Please reproduce, exactly and with nothing added, the line containing "Locate the white sock" and every line after it to the end of the records.
=== Section Start ===
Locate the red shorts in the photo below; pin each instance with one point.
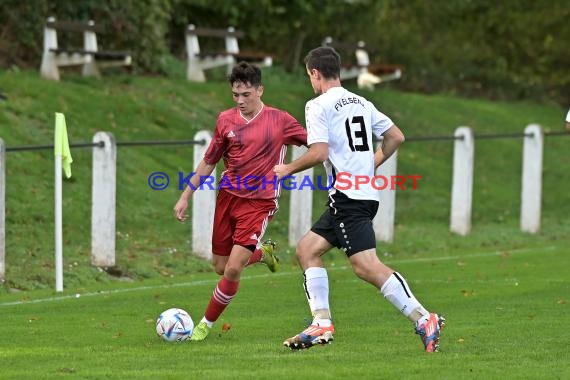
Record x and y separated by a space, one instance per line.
239 221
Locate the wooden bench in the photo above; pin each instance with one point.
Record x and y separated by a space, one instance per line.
89 56
367 75
198 60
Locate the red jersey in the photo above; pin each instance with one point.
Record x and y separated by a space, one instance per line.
251 148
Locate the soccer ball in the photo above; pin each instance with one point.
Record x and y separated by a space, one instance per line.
174 325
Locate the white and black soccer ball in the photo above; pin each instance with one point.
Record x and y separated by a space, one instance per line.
174 325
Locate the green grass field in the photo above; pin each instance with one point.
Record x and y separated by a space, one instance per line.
505 312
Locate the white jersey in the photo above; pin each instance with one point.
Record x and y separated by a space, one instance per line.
346 122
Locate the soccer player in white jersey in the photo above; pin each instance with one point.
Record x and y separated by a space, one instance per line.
340 125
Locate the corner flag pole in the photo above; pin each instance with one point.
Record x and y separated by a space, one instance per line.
63 161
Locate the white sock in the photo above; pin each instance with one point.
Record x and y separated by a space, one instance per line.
=== Section End ===
▸ **Problem solution**
Locate the white sock in the photo above; pin each instance with one point.
Record x and y separated by a space, one instance per line.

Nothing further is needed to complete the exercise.